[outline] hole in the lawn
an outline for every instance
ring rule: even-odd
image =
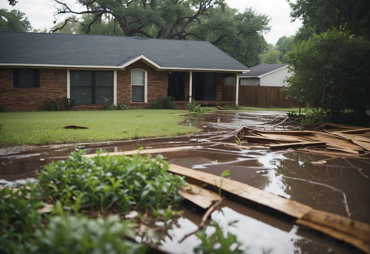
[[[88,129],[87,127],[83,127],[82,126],[77,126],[75,125],[70,125],[68,126],[61,127],[62,129]]]

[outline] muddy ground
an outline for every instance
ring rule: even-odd
[[[199,146],[162,154],[171,163],[218,176],[229,170],[232,179],[315,209],[369,223],[369,160],[339,158],[324,166],[315,165],[311,163],[328,157],[290,149],[272,151],[261,144],[244,143],[236,147],[218,143],[235,144],[233,137],[222,140],[207,139],[241,126],[261,127],[261,124],[281,114],[220,111],[189,116],[182,124],[197,126],[201,130],[196,135],[185,137],[2,148],[0,185],[32,179],[43,165],[65,158],[76,147],[93,153],[100,149],[113,152],[140,147],[150,149]],[[270,130],[273,126],[263,126]],[[347,202],[344,201],[346,200]],[[161,249],[170,253],[191,253],[199,243],[194,235],[181,244],[178,243],[184,235],[195,230],[201,220],[202,211],[188,208],[184,207],[184,216],[173,221],[171,228],[162,232]],[[269,250],[272,253],[361,253],[342,242],[295,225],[286,218],[231,200],[223,201],[222,205],[212,213],[211,218],[225,231],[236,234],[244,247],[249,247],[246,253],[262,253],[263,250]],[[235,220],[238,221],[235,227],[227,226],[228,222]]]

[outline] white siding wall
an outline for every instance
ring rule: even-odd
[[[259,84],[259,78],[240,78],[240,86],[256,86]]]
[[[265,86],[287,86],[287,83],[283,83],[283,81],[286,77],[290,77],[293,73],[288,73],[289,68],[287,67],[279,70],[272,73],[262,76],[261,78],[260,85]]]

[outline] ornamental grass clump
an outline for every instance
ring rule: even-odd
[[[81,209],[102,214],[147,211],[176,207],[182,198],[183,178],[168,172],[168,163],[159,155],[81,156],[79,150],[66,160],[52,162],[38,177],[46,196],[59,200],[77,213]]]

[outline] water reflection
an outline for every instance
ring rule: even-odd
[[[292,151],[277,164],[280,187],[291,198],[314,208],[369,222],[368,163],[352,158],[311,163],[325,158]],[[356,168],[350,165],[355,165]]]
[[[369,223],[369,160],[338,158],[328,161],[324,166],[312,162],[327,157],[286,150],[272,152],[263,146],[247,144],[246,146],[231,146],[211,142],[206,139],[224,131],[234,130],[242,125],[251,127],[272,119],[280,113],[243,112],[205,115],[203,118],[191,117],[184,124],[203,129],[201,134],[189,136],[153,138],[126,142],[98,144],[58,145],[51,147],[8,148],[0,150],[0,185],[35,175],[35,171],[52,161],[63,159],[75,149],[86,149],[92,153],[98,149],[110,152],[128,151],[143,147],[146,149],[189,145],[202,148],[162,153],[174,163],[220,176],[230,170],[232,178],[265,190],[276,195],[294,199],[320,210],[346,216],[345,194],[351,217]],[[263,126],[267,128],[272,126]],[[223,140],[235,143],[233,138]],[[152,156],[155,156],[153,154]],[[330,187],[329,187],[330,186]],[[212,218],[224,224],[237,219],[237,227],[229,229],[236,234],[247,252],[262,253],[273,248],[273,253],[347,253],[332,240],[292,226],[285,221],[258,211],[225,201],[225,207],[215,211]],[[164,250],[171,253],[193,253],[200,241],[195,236],[178,243],[184,234],[193,231],[201,221],[201,215],[187,211],[173,226],[161,235],[159,243]],[[174,223],[175,222],[174,222]]]

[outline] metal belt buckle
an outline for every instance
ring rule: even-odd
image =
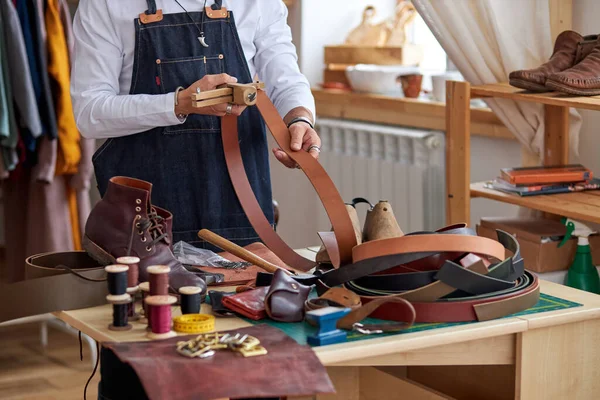
[[[362,333],[363,335],[373,335],[373,334],[376,334],[376,333],[383,333],[383,331],[381,329],[373,329],[373,330],[367,329],[360,322],[353,323],[352,324],[352,330],[356,331],[358,333]]]

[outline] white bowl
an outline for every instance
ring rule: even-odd
[[[363,93],[401,93],[398,76],[414,73],[419,73],[417,67],[401,65],[357,64],[346,68],[346,77],[352,90]]]

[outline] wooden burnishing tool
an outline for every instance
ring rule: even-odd
[[[275,273],[278,269],[283,270],[286,274],[292,275],[292,273],[285,268],[281,268],[278,265],[268,262],[267,260],[257,256],[256,254],[244,249],[241,246],[225,239],[222,236],[217,235],[216,233],[209,231],[208,229],[202,229],[198,232],[198,237],[200,239],[206,240],[208,243],[217,246],[225,251],[230,252],[234,256],[241,258],[244,261],[248,261],[257,267],[264,269],[267,272]]]
[[[226,83],[217,89],[192,94],[192,105],[196,108],[227,103],[253,106],[258,97],[257,91],[264,88],[263,82]]]

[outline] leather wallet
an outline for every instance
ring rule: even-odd
[[[254,290],[248,290],[242,293],[223,297],[221,303],[238,314],[246,318],[258,321],[266,318],[265,295],[269,287],[260,287]]]
[[[267,315],[275,321],[298,322],[304,319],[304,303],[310,286],[298,283],[282,270],[275,271],[265,297]]]

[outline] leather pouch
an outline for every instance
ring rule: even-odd
[[[240,315],[255,321],[267,317],[265,311],[265,296],[269,287],[260,287],[254,290],[223,297],[221,303]]]
[[[310,286],[298,283],[281,270],[275,271],[265,297],[267,315],[275,321],[298,322],[304,319],[304,303]]]

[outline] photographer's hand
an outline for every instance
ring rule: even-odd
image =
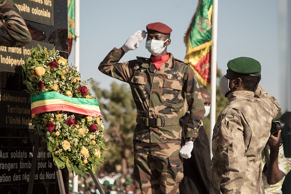
[[[279,150],[279,148],[280,147],[281,143],[281,130],[279,130],[279,131],[278,131],[277,137],[271,135],[268,140],[268,145],[270,146],[271,150]]]
[[[277,137],[271,135],[268,140],[268,145],[270,146],[270,160],[271,162],[271,170],[268,170],[267,181],[270,185],[273,185],[278,182],[285,174],[279,169],[278,157],[279,149],[281,146],[281,130],[278,132]]]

*AIM OF THE TASK*
Output the line containing "[outline] leather pouch" along with every line after it to the end of the material, exactly as written, but without pictures.

*WRITTEN RESPONSE*
[outline] leather pouch
an outline for every instance
ring rule: even-odd
[[[240,315],[255,321],[267,317],[265,311],[265,296],[269,287],[260,287],[254,290],[223,297],[221,303]]]
[[[310,286],[298,283],[281,270],[275,271],[265,297],[267,315],[275,321],[298,322],[304,319],[304,303]]]

[outline] photographer's hand
an outline for every instance
ring rule: even-odd
image =
[[[279,150],[279,148],[280,147],[281,143],[281,130],[279,130],[279,131],[278,131],[277,137],[271,135],[268,140],[268,145],[270,146],[271,150]]]
[[[277,137],[271,135],[268,140],[268,145],[270,146],[270,160],[271,162],[271,170],[268,170],[267,181],[270,185],[273,185],[278,182],[285,174],[279,169],[278,157],[279,149],[281,146],[281,130],[278,132]]]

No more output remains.